WHAT THE EXERCISE ASKS ▸
Pick out each line in the records that contains the string "negative", with matching case, and copy those lines.

THE DATA ▸
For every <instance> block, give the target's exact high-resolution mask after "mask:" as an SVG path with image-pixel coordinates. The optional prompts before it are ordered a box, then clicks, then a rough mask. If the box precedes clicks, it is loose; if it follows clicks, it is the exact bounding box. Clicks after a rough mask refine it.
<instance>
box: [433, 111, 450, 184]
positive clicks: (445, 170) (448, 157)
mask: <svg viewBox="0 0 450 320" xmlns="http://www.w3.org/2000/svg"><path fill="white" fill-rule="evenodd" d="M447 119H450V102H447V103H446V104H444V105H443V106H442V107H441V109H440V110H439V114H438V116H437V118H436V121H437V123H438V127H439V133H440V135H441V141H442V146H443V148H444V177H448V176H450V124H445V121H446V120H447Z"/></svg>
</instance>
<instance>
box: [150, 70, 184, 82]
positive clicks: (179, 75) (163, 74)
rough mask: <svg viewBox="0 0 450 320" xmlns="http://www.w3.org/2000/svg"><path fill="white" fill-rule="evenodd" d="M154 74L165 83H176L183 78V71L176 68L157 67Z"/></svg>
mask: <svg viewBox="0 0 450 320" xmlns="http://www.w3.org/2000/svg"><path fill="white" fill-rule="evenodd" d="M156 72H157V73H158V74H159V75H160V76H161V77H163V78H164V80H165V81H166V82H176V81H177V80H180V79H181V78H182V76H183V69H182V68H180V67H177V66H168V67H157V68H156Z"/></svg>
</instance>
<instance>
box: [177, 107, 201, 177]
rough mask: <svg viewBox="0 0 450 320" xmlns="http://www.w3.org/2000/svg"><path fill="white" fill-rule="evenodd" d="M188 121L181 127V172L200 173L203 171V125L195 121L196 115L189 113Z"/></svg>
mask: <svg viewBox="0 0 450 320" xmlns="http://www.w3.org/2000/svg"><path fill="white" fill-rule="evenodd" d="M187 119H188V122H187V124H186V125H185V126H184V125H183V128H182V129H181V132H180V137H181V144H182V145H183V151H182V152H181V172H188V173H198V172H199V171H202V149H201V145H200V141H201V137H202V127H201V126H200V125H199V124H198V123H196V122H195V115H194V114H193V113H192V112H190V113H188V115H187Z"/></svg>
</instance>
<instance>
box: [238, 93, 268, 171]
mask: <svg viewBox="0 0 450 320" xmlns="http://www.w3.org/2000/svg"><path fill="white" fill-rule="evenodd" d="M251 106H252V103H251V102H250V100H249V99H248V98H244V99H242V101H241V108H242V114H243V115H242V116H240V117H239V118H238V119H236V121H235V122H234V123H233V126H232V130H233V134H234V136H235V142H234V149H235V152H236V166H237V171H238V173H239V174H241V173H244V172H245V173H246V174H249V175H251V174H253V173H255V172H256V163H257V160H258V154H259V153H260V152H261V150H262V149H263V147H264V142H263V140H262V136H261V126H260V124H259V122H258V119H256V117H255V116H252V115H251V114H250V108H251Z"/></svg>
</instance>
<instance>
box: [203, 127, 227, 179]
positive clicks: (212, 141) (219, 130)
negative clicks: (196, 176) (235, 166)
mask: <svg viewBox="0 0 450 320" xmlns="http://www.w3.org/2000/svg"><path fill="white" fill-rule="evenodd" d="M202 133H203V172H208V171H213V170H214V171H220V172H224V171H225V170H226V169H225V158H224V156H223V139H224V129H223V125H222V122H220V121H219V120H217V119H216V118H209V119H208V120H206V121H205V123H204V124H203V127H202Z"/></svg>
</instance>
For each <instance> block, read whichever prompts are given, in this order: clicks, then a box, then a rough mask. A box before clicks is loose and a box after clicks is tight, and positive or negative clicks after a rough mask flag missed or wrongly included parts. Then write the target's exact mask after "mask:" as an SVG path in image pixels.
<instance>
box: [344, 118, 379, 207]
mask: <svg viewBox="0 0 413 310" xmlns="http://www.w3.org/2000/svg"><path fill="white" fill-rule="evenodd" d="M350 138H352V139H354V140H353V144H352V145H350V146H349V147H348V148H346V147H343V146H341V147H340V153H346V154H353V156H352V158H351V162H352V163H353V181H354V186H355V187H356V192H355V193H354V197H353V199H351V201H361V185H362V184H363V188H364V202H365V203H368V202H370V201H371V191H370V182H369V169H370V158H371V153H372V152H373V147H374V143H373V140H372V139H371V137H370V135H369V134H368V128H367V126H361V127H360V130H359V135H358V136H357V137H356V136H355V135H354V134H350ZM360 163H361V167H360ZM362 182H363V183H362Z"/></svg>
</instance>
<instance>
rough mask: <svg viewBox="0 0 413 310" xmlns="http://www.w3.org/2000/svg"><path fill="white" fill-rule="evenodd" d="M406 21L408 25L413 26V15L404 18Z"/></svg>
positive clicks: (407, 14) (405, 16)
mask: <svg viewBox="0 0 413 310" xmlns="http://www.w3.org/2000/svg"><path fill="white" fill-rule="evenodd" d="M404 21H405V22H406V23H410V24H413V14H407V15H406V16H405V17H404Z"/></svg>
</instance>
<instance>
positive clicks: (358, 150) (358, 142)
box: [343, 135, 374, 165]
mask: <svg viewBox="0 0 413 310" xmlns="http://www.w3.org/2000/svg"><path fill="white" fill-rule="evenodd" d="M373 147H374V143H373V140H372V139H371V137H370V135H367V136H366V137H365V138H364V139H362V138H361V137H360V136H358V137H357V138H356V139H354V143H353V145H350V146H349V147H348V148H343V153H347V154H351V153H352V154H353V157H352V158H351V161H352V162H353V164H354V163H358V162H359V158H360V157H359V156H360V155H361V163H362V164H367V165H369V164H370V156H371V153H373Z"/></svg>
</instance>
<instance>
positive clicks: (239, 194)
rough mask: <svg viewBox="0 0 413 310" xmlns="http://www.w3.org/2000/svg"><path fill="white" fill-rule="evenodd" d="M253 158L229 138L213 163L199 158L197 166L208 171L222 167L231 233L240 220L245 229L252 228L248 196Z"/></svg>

SOLVED PROBLEM ▸
negative clicks: (196, 176) (235, 166)
For each <instance> block, read whichever prompts are given, in this order: clicks, then a box, then a rough mask. A box before clicks is loose and a box after clicks is tight, and positive or negative clicks after a rough mask flag missed or wrongly included parts. Then write the target's exact mask after "mask:" as an SVG path in image pixels.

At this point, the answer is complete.